**Written instruction:**
From the line containing "[spot] the out-of-focus" through the last line of the entries below, repeat each line word for word and leave out the rest.

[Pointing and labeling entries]
● ● ● ●

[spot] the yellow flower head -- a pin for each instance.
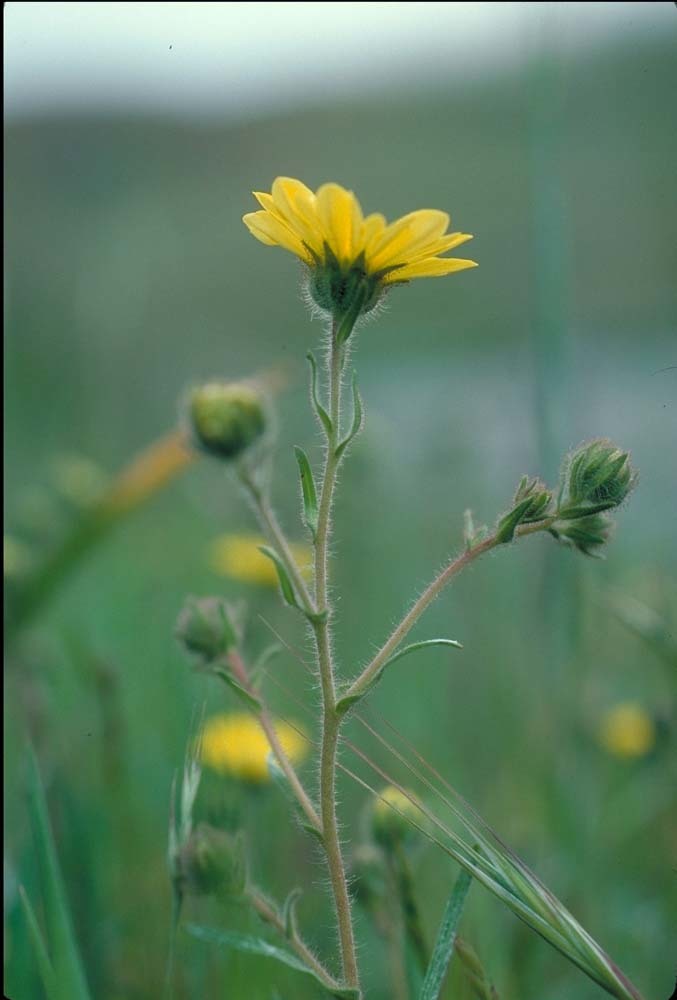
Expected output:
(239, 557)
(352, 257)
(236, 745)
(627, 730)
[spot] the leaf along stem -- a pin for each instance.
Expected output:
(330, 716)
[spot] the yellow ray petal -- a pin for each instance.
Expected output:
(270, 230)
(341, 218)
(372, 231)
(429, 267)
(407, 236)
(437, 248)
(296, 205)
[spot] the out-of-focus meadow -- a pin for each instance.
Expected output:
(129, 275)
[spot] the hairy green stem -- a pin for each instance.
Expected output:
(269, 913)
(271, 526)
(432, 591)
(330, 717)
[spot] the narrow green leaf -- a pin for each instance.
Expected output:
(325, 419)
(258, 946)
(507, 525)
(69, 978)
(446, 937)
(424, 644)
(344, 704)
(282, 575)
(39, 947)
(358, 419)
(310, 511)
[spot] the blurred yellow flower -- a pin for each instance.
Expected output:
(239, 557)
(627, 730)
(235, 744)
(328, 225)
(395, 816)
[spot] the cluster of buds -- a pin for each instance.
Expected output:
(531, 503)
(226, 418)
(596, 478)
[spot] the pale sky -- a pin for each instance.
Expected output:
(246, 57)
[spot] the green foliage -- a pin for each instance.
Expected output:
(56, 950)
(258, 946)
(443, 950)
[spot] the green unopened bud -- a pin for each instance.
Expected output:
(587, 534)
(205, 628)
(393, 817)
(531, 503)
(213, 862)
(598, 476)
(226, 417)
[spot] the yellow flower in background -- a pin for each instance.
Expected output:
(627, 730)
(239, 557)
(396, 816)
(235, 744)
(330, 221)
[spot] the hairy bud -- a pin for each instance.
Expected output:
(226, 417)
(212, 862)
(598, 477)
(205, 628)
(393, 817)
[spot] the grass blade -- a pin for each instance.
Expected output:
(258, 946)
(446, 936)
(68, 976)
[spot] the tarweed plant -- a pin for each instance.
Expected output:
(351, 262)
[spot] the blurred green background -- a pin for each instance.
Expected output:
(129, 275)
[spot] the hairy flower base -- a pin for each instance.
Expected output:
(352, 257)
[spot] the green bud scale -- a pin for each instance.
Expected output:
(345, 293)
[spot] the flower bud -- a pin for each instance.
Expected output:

● ● ● ●

**Task response:**
[spot] the out-of-focus meadow -- a pin for each instance.
Expected output:
(129, 275)
[spot] the hairy green stem -- a pin for each instance.
Expected output:
(269, 913)
(271, 526)
(432, 591)
(330, 717)
[spot] the narrow green leaf -- a pin for each instance.
Expected output:
(325, 419)
(258, 946)
(507, 525)
(69, 978)
(446, 937)
(424, 644)
(344, 704)
(282, 575)
(39, 947)
(358, 419)
(310, 511)
[spot] the blurred yellow flower -- a pin for each instance.
Expected output:
(239, 557)
(627, 730)
(235, 744)
(328, 225)
(395, 816)
[spot] the cluster of buds -- a pin for each instance.
Expected output:
(531, 503)
(226, 418)
(596, 478)
[spot] the pale sky -- a pin for each instance.
Expected output:
(246, 57)
[spot] the green foliage -- a pin for each instance.
Expected output:
(56, 950)
(258, 946)
(443, 950)
[spot] the green unopened bud -- a pin for each instance.
Expected output:
(587, 534)
(205, 628)
(393, 817)
(531, 503)
(213, 862)
(598, 476)
(226, 417)
[spot] the yellow flower in background -- a pin for each instance.
Expected output:
(627, 730)
(239, 557)
(396, 816)
(235, 744)
(330, 221)
[spot] the hairy bud -- a pin for each instance.
Expected output:
(226, 417)
(212, 862)
(598, 477)
(205, 628)
(393, 817)
[spot] the grass blade -- a pin for each instance.
Expected output:
(258, 946)
(446, 936)
(68, 976)
[spot] the tarweed plant -- a pin for each instance.
Expected output:
(351, 262)
[spot] the blurred green background -- a pin for each instance.
Expected output:
(129, 275)
[spot] the hairy flower base -- a pin for each instance.
Expected output:
(352, 257)
[spot] the green bud scale -- a pin for each instance.
Expected output:
(345, 293)
[spot] the flower bud -- a pin for each instance.
Expected output:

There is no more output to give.